Selected excerpt:
How to Agitate the Public Mind

Almanac

Original

Background Notes

Like other movements for social change in nineteenth−century America, antislavery used the printed word as one of its primary instruments of persuasion. To publicize the evils of slavery and stir up opposition, abolitionists published newspapers, pamphlets, hymn books, song books, children’s books, and almanacs. These works were weapons in the battle against slavery. Their texts and illustrations were intended to outrage readers and convince them to take action. The inexpensive almanacs also provided advice to local “grass−roots” abolitionists about how to further the cause in their own communities. Their readers were urged to share them with family members and to “see to it that your neighbors, your relatives, your minister, the schoolmaster have a copy.”

Transcription of Primary Source

Excerpts from The New England Anti−Slavery Almanac for 1841.

BUYERS OF SLAVE PRODUCTS, PARTNERS IN A SLAVE−HOLDING FIRM.

Most of the work done in our cotton factories is done by girls. Now suppose the owners of these factories held all these girls as slaves. Suppose they have torn them from their parents...and driven them to their establishments, where they keep them under drivers, and the whip from daylight till dark, half−fed, half−clothed, with no bed but the floor or ground, and no bedding but a blanket...Reader, put it to your conscience; would you patronise such factories?...

Now what we have supposed respecting those factories, every abolitionist knows is the naked reality of practical slavery in the United States. All these outrages are actually inflicted upon the slaves of the south; for the purpose of wringing from them the cotton, rice, sugar, molasses, and tobacco, contracted for by northern merchants, and paid for with northern money. The demand is the cause, the supply is the effect; and the slaveholder’s tortures and robberies are the sole means used to produce the effect. Whoever buys, whoever uses the products of slave−labor creates the demand, he plies the cause, he produces the effect, he USES THE MEANS. If you buy or use the products of slave−labor, the slaveholder is your agent in all the tortures he employs to extort that labor for which you pay him... You, the buyer and consumer...are the mainspring of the entire machinery of slavery. You originate, direct, and control its action. If the mainspring dont act, the machinery stops, the slave is no longer tortured, and no longer a slave. Do you say, “I am only a part of the mainspring—only one customer out of millions.” Well, for that part ...you are accountable—see to it...

THINGS FOR ABOLITIONISTS TO DO.

1. Speak for the slave; plead his cause everywhere, and make every body feel that you are in earnest. Get up anti−slavery discussions in debating societies, lyceums, and wherever you can get an opening, abroad and at home...wherever you find [a] mind to be influenced, speak for the slave...

2. Write for the slave. Do you take a religious or a political paper? write a short article for it, a fact, an argument, an appeal, a slave law...something short and pithy...in short, something, if not more than five lines, full of liberty, and get them into your newspaper...

Raw records:
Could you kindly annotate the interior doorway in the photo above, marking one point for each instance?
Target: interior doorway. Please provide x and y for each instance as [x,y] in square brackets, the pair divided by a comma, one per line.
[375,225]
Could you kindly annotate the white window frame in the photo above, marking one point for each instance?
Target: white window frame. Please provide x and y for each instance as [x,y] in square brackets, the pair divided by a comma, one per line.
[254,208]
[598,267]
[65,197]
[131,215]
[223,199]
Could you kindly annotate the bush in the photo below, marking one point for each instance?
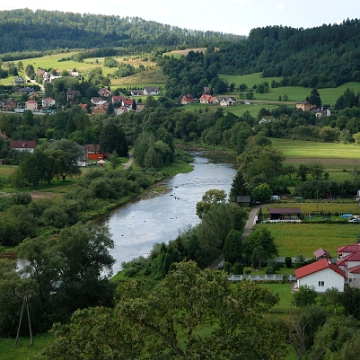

Tasks:
1. In the antislavery almanac text, whom were readers urged to make sure had a copy?
2. Please continue the antislavery almanac excerpt after its final line, in the same voice and style.

Task responses:
1. Their neighbors, their relatives, their minister, and the schoolmaster.

2.
3. Petition for the slave. Begin at once to circulate petitions for the immediate abolition of slavery in the District of Columbia, and in Florida, against the admission of Florida into the Union as a slave state, for the prohibition of the internal slave trade...Let every abolitionist bestir himself also in circulating petitions to the legislature of the state in which he lives, praying the repeal of all laws graduating rights by the skin.

4. Work for the slave. Distribute anti−slavery publications, circulate them in your neighborhood, take them with you on journeys, take them as you go to meetings, to the polls, to the stores, to mill, to school, and every where; establish an anti−slavery library; get subscribers for anti−slavery newspapers, and collect money for anti−slavery societies; gather facts illustrating the condition of slaves; search out all who have lived in slave states, get them to write out their testimony as to the food, clothing, lodging, shelter, labor, and punishments of slaves, their moral condition, the licentiousness of slave−holders, and forward them to some anti−slavery paper for publication...

5. Work for the free people of color; see that your schools are open to their children, and that they enjoy in every respect all the rights to which as human beings they are entitled. Get merchants to take them as clerks, mechanics as apprentices, physicians and lawyers as students: if the place of worship which you attend has a negro seat*, go and sit in it.

HINTS TO ANTI−SLAVERY DEBATERS.

1. Keep your temper.

2. Stick to the point, and keep your opponent to it.

3. Dont ridicule his arguments, but show that they ridicule themselves.

4. Make no random statements, prove all things.

5. Have your proofs ready, so that you can turn to them at once. Nothing tires and provokes an audience like fumbling and fumbling for what you should have at your fingers’ ends.

6. Never present an argument which you are not sure is sound.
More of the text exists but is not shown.